■ Conjunto de tareas
1. Responda, según el fragmento sobre Caracol y Camarón:
(a) ¿Con qué posición de cejilla y en qué toque se cantaron los fandangos?
(b) ¿Cómo se describe la voz de cada uno de los dos cantaores?
(c) ¿Qué quería hacer Camarón con Caracol?
2. Repita textualmente el pasaje del fragmento sobre Caracol y Camarón que comienza en las palabras "El uno, con" y termina después de "suntuosidad del mendigo.".

■ Extracto de página
################
Caracol ni siquiera lo miró. No sabíamos que era lo que ocurría. Allí, en el cinco
por medio, no se podía cantar, y era allí donde se estaba cantando, y de un
modo espantoso. Cantaron, pues, fandangos con la cejilla al cinco, por medio.
El uno, con voz fresca; el otro, con la voz tiritando. A los dos les ardía el
cante en la boca. Ahora lo sé: Camarón quería arrastrar por los suelos a
Caracol. Lo que ocurría era que los fandangos de Caracol, cada vez más
maltrechos, se arrastraban de tal manera que no pedían limosna, sino que la
distribuían: despedazándose, Manolo Caracol emitía la suntuosidad del mendigo.
################
■ Datos proporcionados
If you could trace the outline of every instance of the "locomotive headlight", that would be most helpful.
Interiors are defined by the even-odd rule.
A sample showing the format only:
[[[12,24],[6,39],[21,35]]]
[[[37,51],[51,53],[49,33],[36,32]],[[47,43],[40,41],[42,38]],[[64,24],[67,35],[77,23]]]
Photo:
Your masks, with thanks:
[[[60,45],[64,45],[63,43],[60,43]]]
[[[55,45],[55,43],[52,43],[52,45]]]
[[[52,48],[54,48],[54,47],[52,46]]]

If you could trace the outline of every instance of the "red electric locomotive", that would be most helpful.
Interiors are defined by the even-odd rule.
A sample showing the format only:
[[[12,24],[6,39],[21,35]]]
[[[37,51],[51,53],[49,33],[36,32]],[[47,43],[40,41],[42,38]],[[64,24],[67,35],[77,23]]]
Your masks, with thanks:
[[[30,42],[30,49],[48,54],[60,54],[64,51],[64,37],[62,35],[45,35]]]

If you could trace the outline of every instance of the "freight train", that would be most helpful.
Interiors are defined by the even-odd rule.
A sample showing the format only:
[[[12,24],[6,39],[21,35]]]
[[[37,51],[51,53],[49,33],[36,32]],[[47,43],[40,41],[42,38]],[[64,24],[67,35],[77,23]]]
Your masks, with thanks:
################
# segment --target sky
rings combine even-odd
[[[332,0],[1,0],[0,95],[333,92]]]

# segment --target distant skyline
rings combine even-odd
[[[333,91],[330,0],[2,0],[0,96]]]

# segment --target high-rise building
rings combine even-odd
################
■ Resultados en orden
1.
(a) Con la cejilla al cinco, por medio.
(b) Uno cantaba con voz fresca y el otro con la voz tiritando.
(c) Quería arrastrarlo por los suelos.

2.
El uno, con voz fresca; el otro, con la voz tiritando. A los dos les ardía el
cante en la boca. Ahora lo sé: Camarón quería arrastrar por los suelos a
Caracol. Lo que ocurría era que los fandangos de Caracol, cada vez más
maltrechos, se arrastraban de tal manera que no pedían limosna, sino que la
distribuían: despedazándose, Manolo Caracol emitía la suntuosidad del mendigo.